Brano:
=-=-=-=-=

Noi difendiamo la regola del pareggio di bilancio.
La difendiamo perché vogliamo consegnare ai nostri figli:
- non un Paese indebitato oltre l’osso del collo e inefficiente, perché chi c ’era prima di loro si è seduto comodamente sulla possibilità di mantenere il proprio tenore di vita attraverso una gestione della spesa che rinvia alle generazioni successive il prezzo delle decisioni di cui non vogliamo farci carico noi,
- ma un Paese solido ed efficiente, perché riformatosi, in modo anche radicale laddove necessario, per poter vivere nel massimo benessere possibile data la sua capacità effettiva di produrre e distribuire ricchezza.Siamo perfettamente consapevoli che non è la via più facile e che è anzi due volte più difficile chiedere ed ottenere consenso su questi principi, soprattutto quando intorno a noi si moltiplicano le sirene di coloro che, quanto criticano gli speculatori finanziari, tanto non esitano a rendersi speculatori politici altrettanto spregiudicati.
Lo sappiamo, ma non ci spaventa.
A chi cerca la scorciatoia del deficit e del debito per ricominciare a fare quello che ha sempre fatto, portando il Paese sull’orlo del baratro, così come a chi, affacciatosi soltanto ora sulla scena politica, non ha altra idea nuova per il Paese che tornare a governarlo con le logiche vecchie che solo a parole contesta, noi rispondiamo e risponderemo sempre con l’intransigenza sulle riforme strutturali che costituiscono la vera risposta per trovare già in questi saldi di bilancio spazi di crescita economica e di redistribuzione della ricchezza che sono enormi.
Dopodiché, rimane chiaro che siamo noi per primi convinti che, quando si tratta di fenomeni complessi come indiscutibilmente sono quelli macroeconomici, la rigidità è una caratteristica ottima nell’approccio che si deve avere quando si tratta di rispettare una regola, mentre è una caratteristica pessima quando riguarda direttamente la regola in se stessa.
Una maggiore flessibilità, ad esempio per quel che concerne la spesa per investimenti, quando suscettibile di incidere in modo misurabile e individuabile a breve termine sulla crescita, merita senz’altro di essere richiesta nelle competenti sedi europee.
Non sbattendo i pugni, come si sente ridicolmente dire da chi evidentemente ha un concetto delle relazioni internazionali in stile osteria, bensì con argomentazioni puntuali, tanto meglio se portate avanti da persone che godono di oggettivo prestigio internazionale, piuttosto che da buffoni oramai screditati oppure orgogliosamente patentati come tali.
Veniamo ora alla seconda regola del fiscal compact: quella del piano ventennale di rientro dal debito per quei Paesi, Italia in testa purtroppo, che si collocano sopra l’asticella del 60% rispetto al PIL.

=-=-=-=-=

Record:
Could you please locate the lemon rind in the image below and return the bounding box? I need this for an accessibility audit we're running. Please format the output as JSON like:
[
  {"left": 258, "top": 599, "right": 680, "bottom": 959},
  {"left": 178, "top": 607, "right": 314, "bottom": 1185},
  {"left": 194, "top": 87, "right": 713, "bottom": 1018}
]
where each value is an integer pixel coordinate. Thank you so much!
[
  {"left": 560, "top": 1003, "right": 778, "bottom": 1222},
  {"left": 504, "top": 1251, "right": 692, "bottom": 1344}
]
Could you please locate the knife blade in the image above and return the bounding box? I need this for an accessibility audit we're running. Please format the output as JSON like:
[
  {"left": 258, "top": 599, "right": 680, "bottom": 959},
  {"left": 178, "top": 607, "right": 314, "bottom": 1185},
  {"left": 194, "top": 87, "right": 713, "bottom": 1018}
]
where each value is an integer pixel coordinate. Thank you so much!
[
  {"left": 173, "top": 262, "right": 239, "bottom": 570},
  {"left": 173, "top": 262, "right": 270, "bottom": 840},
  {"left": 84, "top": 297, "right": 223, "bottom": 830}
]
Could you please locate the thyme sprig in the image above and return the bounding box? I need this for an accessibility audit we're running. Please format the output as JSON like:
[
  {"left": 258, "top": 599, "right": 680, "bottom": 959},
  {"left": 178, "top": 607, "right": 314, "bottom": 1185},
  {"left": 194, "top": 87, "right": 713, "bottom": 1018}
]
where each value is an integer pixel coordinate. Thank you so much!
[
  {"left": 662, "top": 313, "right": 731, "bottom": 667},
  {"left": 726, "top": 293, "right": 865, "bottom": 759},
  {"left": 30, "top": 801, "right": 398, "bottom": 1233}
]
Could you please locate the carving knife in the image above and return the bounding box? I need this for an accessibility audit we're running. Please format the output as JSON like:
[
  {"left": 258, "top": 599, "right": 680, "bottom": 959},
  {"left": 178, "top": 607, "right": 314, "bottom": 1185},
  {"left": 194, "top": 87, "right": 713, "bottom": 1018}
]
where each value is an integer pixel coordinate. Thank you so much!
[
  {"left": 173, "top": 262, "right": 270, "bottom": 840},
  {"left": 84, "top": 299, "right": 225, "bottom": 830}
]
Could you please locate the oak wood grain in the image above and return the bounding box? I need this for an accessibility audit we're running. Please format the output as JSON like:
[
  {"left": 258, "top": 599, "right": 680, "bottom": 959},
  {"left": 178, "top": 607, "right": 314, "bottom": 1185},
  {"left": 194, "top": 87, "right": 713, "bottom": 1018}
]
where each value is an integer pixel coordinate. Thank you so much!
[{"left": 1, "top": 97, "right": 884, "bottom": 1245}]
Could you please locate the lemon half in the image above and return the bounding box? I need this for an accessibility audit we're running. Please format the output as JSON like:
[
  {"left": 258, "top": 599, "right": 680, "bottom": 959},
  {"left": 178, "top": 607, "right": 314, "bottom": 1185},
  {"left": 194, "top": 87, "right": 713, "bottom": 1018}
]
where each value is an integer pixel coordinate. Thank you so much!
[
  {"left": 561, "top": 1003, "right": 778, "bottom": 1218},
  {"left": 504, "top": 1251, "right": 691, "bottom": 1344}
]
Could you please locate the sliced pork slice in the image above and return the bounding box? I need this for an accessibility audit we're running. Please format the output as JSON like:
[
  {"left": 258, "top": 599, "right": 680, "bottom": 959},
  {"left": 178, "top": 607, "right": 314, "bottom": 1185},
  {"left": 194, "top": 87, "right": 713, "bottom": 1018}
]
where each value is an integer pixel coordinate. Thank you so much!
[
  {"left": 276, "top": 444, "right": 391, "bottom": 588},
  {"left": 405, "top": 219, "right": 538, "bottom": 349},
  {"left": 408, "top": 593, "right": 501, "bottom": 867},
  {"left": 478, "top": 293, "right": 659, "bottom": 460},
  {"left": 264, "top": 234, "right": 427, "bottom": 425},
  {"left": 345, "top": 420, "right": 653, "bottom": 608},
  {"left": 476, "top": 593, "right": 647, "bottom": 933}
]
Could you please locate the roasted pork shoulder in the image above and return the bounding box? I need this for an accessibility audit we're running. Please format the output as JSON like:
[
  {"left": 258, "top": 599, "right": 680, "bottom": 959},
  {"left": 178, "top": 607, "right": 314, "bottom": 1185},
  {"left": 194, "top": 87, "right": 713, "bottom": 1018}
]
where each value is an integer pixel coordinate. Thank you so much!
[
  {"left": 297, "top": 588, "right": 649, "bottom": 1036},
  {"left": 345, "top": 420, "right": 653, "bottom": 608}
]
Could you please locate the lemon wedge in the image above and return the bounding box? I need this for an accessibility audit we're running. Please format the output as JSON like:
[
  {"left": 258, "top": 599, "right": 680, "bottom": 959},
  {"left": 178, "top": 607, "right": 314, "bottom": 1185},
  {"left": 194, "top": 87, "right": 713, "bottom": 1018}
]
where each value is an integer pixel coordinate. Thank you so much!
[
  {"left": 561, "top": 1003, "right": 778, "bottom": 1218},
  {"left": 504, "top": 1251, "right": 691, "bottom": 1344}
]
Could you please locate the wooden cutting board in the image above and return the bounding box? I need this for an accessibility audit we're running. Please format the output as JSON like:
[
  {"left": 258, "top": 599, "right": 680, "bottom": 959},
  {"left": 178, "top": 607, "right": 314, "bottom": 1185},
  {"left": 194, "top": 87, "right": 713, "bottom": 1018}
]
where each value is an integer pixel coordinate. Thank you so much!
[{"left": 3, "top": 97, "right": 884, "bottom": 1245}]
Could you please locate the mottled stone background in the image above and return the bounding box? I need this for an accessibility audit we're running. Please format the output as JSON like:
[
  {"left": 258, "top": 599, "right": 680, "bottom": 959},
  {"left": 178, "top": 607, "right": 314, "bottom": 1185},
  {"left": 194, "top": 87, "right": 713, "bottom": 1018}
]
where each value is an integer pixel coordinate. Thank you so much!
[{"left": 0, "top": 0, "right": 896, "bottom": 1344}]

=-=-=-=-=

Prosegui il brano sul pareggio di bilancio e sul fiscal compact, riprendendo subito dopo l'ultima frase. I record non hanno alcun legame con il brano.

Risposta scritta:
Abbiamo evidenziato all’inizio di queste nostre riflessioni come le forze di opposizione non si facciano scrupolo di affermare che, per effetto di questa regola, l’Italia dovrà necessariamente patire manovre recessive di aggiustamento dei conti da 40 – 50 miliardi di euro ogni anno per vent’anni.
Il loro “ragionamento” è presto spiegato: siccome il nostro debito pubblico italiano ammonta a poco più di 2.000 miliardi ed è pari a più del 120% del PIL, portarlo al 60% significa più che dimezzarlo, ossia ridurlo di 1.000 miliardi, che, a botte di un ventesimo alla volta, fa appunto 50 miliardi all’anno.
Se le cose stessero effettivamente così, credo che non esisterebbe al mondo nessuno così cretino da poter ritenere il fiscal compact una regola meno che suicida.
Il punto per ò è che arrivare non solo a dire queste cose in modo concitato in un comizio, ma addirittura a scriverle in mozioni parlamentari, dopo, si presume, avervi pure ragionato sopra, è veramente qualcosa che lascia esterrefatti.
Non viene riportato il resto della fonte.